▶ **Problem requirements**: In the lines below, swap every "marker" for "dot" and leave everything else as it is.

Excerpts of pointing data

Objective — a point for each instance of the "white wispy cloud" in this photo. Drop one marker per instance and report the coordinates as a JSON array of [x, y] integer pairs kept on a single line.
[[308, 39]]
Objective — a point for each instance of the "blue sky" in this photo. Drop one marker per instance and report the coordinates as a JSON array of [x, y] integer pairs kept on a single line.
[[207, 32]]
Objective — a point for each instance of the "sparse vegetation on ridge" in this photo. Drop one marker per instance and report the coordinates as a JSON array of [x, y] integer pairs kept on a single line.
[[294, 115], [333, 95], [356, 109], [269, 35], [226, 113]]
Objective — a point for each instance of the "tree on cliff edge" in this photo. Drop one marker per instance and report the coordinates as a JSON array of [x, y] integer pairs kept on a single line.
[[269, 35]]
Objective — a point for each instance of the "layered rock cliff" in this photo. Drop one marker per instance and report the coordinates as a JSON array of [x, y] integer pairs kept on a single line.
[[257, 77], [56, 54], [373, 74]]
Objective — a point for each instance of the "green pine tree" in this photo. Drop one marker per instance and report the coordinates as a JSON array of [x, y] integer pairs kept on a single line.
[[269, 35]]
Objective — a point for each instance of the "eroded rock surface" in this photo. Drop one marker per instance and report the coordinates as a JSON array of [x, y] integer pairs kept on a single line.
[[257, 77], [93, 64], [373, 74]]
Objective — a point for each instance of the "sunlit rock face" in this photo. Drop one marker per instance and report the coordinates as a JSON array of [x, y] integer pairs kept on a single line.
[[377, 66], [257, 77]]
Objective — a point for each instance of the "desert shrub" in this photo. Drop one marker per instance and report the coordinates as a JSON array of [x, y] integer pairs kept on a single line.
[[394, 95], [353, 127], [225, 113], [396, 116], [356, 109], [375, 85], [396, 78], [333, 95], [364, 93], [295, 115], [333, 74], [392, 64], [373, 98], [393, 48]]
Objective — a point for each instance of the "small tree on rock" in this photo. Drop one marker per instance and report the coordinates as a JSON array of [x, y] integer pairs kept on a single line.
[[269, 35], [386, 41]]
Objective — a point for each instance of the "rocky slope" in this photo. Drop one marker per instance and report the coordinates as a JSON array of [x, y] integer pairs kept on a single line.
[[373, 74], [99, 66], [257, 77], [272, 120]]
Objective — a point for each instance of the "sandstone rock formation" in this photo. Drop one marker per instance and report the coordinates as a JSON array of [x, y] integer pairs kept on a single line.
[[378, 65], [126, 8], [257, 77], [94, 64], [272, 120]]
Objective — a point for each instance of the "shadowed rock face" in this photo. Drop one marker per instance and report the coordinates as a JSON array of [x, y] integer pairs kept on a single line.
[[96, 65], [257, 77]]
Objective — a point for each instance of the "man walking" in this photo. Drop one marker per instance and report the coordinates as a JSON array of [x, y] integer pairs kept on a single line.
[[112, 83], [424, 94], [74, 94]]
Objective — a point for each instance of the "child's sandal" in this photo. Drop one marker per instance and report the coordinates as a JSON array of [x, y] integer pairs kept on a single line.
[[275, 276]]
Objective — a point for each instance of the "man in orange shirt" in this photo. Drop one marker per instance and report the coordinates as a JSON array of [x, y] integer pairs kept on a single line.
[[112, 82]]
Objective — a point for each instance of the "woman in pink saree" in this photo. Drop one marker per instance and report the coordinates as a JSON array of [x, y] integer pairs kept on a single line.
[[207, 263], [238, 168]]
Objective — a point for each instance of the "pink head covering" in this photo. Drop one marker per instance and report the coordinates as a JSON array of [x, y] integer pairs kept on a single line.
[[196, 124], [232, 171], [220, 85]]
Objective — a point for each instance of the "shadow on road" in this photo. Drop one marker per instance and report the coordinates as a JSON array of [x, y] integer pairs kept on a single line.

▶ **Output for this task**:
Objective — a point for each instance of the "white wispy cloud" in this photo. Drop one dot per instance and report the coordinates as a JSON array of [x, y] integer pairs kept on a single line.
[[308, 39]]
Objective — a point for each instance of the "blue sky" in this photo. Drop one dot per instance and report the coordinates as a JSON array of [x, y] integer pairs kept on a single line.
[[207, 32]]
Objective — a point for each instance of the "sparse vegetation on ridge" in this photo. Drop one dot per instance and report the coordinates as a JSON array of [x, y] integer pairs kept on a single line.
[[294, 115], [333, 95], [356, 109], [269, 35], [226, 113]]
Objective — a point for each instance of the "tree on cliff edge" in this photo. Drop one dot per instance and report the coordinates as a JSON array of [x, y] integer pairs kept on a single line.
[[269, 35]]
Objective — a point for each instance of the "layered rock cliff" in this photo. Drop one dot per instance and report the coordinates as a JSON array of [x, y] integer pairs kept on a single line.
[[257, 77], [56, 54], [373, 74]]
Objective — a point for each instance of the "green pine tree" in this photo. Drop one dot per instance and report the coordinates as a JSON array of [x, y] integer pairs kept on a single line.
[[269, 35]]
Objective — a point for each instance of the "eroded rock surface" in this photo. Drop one dot per instance and report the coordinates as a JSON array of [x, y] integer pairs kept on a single line.
[[257, 77], [93, 64], [373, 74]]
Objective — a point for each instance of the "sunlit rock face" in this photo. Drop one dot per instance and report the coordinates as a JSON array of [x, y] integer pairs kept on a single line.
[[377, 66], [257, 77]]
Objective — a point for each instance of the "desert shrub" in this photo. Drop one dot per instance and report the coordinates as a JSON array of [x, y] integer pairs kept on a single line.
[[394, 95], [353, 127], [225, 113], [396, 116], [356, 109], [375, 85], [396, 78], [333, 95], [364, 93], [295, 115], [333, 74], [392, 64], [373, 98], [393, 48]]
Objective — a point for each instance of the "small tree on rock" in this photo. Drop one dot per instance and report the coordinates as a JSON array of [x, y] integer pairs kept on a single line.
[[269, 35], [386, 41]]
Objective — a point for each instance of the "rocky slope" in this photo. Drop one dot per instance and report the coordinates as a JSON array of [x, y] integer pairs kept on a single line.
[[373, 74], [99, 66], [257, 77], [272, 120]]
Objective — a point for each instance of the "sandstone rock formation" in this photo. Drop one dot per instance and report the coordinates as a JSON array of [x, y] integer pairs kept on a single line.
[[378, 65], [126, 8], [257, 77], [94, 64], [272, 120]]
Objective — a point for each instance of the "shadowed rock face" in this photo. Drop one dot per instance and report the coordinates as a JSON array of [x, y] integer pairs kept on a single line.
[[96, 65], [257, 77]]
Objective — a point for each instance of the "man walking" in this photo. Drop one dot per instance and report the coordinates as a JSON array of [x, y] integer pairs kept on a single line.
[[112, 83], [424, 94], [74, 94]]
Objective — a point for each instance of the "child's sandal" in this photo. Drop one dot per instance and report the coordinates as a JSON array of [x, y] integer pairs kept on a single line.
[[275, 276]]
Objective — a point for each instance of the "man in orange shirt" in this photo. Drop one dot per instance and report the coordinates as a JSON array of [x, y] integer pairs kept on a single line.
[[112, 82]]
Objective — a point for each instance of the "woman in pink saree" in this photo. Drop one dot per instance and report the coordinates as a JSON array of [x, y] integer pairs kept on a single line.
[[207, 263], [238, 168]]
Objective — a point for each instance of the "pink head covering" in this photo. Drop one dot per instance and report the coordinates as a JSON array of [x, y] integer pairs kept on a single line.
[[196, 124], [232, 171], [220, 85]]
Objective — a point for each instance of the "shadow on road" in this photo. Drop one dot per instance and report the coordinates as a JSON array of [x, y] integer pairs kept on a single line.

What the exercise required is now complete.